- **ASSIGNMENT**:
Print every line below that comes at or after the line containing "Mark every instance of the fingers", exactly as written.

········

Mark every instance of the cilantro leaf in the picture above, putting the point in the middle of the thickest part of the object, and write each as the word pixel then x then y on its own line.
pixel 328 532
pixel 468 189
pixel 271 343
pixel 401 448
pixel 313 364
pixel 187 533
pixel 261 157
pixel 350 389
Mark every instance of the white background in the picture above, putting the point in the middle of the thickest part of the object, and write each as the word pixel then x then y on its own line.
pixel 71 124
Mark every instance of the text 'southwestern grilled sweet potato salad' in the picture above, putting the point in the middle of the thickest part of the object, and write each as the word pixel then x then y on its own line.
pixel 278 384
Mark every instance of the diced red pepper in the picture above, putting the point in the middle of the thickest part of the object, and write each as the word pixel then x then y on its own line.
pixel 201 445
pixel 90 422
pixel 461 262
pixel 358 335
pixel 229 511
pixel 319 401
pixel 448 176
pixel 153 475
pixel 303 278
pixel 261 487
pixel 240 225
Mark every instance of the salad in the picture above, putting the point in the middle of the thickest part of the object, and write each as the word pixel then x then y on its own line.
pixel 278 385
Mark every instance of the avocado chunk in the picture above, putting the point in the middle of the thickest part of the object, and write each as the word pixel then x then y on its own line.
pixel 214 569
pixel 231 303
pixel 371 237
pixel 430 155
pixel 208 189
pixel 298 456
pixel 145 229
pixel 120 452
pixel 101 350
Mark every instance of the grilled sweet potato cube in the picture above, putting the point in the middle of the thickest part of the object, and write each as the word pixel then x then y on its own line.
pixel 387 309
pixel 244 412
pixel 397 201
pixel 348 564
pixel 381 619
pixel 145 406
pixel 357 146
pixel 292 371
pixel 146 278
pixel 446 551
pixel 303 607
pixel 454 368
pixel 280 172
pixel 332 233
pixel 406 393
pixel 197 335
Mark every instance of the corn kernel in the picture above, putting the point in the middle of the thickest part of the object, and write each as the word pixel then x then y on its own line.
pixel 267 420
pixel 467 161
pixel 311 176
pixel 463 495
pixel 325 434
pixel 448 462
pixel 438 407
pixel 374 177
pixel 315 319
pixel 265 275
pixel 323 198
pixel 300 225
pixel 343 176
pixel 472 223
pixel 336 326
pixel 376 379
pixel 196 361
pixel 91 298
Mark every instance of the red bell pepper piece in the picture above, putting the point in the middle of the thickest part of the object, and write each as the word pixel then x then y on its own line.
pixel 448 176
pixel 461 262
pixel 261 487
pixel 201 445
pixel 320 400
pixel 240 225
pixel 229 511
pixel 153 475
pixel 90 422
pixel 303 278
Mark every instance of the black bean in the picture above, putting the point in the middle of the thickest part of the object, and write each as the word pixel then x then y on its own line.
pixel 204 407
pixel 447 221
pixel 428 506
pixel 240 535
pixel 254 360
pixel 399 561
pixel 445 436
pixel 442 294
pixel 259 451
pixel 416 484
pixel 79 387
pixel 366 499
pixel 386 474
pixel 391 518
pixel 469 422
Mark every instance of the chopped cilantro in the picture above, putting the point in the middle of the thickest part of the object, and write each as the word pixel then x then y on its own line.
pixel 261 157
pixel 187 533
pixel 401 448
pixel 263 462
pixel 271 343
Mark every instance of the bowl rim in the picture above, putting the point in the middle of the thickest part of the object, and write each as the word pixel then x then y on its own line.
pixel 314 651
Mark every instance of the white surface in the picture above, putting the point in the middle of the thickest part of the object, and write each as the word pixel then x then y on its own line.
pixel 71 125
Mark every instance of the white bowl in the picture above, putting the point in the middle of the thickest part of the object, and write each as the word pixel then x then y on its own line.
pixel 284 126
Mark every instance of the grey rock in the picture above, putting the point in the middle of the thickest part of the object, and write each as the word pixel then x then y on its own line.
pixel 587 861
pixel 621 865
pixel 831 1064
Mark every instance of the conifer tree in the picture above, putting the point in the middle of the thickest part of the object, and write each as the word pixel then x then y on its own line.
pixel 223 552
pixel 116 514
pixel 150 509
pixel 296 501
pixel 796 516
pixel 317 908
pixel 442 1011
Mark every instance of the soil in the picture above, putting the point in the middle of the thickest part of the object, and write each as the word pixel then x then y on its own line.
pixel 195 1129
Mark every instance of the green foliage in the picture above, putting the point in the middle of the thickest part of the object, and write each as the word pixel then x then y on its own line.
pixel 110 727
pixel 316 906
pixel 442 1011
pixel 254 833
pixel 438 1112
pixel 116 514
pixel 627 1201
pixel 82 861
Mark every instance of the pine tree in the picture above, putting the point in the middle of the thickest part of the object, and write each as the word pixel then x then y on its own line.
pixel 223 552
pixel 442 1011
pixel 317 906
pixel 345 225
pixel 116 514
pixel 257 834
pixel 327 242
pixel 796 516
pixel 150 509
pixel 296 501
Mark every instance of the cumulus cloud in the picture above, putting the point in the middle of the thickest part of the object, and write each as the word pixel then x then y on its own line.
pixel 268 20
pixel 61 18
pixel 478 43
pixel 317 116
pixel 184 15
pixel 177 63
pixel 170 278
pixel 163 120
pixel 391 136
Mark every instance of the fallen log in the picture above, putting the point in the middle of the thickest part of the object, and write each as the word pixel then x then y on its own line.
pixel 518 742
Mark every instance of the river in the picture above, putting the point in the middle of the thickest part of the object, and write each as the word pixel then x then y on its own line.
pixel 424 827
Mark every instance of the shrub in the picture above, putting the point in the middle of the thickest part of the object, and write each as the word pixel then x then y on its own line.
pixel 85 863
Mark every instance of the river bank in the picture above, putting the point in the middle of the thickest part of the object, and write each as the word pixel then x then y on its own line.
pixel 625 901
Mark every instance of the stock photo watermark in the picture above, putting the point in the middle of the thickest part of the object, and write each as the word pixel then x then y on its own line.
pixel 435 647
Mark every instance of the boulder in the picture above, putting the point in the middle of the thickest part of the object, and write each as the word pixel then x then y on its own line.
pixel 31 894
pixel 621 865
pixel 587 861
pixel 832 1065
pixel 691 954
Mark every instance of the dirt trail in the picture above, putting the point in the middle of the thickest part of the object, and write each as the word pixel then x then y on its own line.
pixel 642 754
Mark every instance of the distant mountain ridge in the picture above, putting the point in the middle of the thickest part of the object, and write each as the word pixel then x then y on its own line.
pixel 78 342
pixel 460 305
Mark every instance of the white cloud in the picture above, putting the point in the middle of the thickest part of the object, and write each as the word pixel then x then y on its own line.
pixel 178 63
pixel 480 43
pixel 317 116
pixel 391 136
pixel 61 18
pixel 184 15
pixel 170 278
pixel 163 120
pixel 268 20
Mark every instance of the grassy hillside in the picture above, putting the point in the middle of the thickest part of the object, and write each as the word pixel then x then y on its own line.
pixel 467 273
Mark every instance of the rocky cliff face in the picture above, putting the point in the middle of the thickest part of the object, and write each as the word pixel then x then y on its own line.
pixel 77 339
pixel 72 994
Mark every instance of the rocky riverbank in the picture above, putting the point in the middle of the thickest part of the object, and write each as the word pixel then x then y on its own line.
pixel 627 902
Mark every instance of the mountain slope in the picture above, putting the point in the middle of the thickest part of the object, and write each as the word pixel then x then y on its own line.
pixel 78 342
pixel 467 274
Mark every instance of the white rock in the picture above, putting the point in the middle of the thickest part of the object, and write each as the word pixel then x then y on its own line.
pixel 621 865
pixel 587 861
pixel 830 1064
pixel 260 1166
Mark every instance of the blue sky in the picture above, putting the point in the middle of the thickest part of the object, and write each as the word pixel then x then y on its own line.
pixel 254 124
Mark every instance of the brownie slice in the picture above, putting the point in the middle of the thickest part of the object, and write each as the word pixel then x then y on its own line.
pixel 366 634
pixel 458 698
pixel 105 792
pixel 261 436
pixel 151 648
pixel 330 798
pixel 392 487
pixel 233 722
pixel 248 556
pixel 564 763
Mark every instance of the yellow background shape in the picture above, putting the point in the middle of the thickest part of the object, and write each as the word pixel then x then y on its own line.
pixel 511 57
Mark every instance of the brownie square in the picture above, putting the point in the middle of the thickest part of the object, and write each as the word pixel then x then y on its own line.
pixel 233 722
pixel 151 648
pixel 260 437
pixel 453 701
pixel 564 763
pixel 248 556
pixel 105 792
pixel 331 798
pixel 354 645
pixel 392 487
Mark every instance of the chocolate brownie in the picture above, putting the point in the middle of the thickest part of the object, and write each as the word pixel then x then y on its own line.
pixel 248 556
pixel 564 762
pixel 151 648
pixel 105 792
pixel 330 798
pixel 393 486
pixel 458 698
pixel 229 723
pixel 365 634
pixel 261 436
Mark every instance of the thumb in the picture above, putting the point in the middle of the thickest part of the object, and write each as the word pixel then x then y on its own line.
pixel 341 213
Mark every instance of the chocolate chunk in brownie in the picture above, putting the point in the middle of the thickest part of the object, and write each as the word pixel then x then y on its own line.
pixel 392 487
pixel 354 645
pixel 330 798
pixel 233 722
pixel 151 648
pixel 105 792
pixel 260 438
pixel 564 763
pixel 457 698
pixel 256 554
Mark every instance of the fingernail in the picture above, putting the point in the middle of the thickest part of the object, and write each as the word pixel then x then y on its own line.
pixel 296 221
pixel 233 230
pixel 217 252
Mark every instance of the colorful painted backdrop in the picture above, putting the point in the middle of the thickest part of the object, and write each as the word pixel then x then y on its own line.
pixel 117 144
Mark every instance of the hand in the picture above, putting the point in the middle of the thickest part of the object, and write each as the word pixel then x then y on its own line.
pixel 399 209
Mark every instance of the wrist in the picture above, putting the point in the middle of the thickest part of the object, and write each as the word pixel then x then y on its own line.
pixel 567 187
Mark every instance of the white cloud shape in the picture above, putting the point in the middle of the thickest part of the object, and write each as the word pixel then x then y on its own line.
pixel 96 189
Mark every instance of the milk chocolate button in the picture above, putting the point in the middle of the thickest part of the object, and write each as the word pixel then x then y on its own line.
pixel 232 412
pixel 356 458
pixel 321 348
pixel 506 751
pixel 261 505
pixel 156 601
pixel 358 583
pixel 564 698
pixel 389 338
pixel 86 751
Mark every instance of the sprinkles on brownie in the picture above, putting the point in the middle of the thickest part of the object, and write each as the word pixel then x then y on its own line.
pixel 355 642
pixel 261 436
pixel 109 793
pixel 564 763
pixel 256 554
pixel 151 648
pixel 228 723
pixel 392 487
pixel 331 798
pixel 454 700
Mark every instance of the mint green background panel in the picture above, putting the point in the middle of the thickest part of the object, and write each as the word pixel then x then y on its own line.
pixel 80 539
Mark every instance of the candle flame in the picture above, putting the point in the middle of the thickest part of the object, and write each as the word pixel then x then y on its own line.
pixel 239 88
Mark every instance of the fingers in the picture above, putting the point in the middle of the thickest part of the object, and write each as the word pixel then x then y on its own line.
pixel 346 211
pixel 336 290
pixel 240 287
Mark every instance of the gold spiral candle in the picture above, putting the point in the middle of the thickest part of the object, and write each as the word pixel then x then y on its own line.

········

- **COMPLETED TASK**:
Mark every instance of the fingers in the picture above, putting the point in the middle of the thickest part of the object, and write each as the word pixel then x then y on its own line.
pixel 346 211
pixel 336 290
pixel 240 287
Mark every instance of the gold spiral candle in the picture above, putting the point in the middle of the thickest part of the object, and write each as the word pixel then x then y on its own line.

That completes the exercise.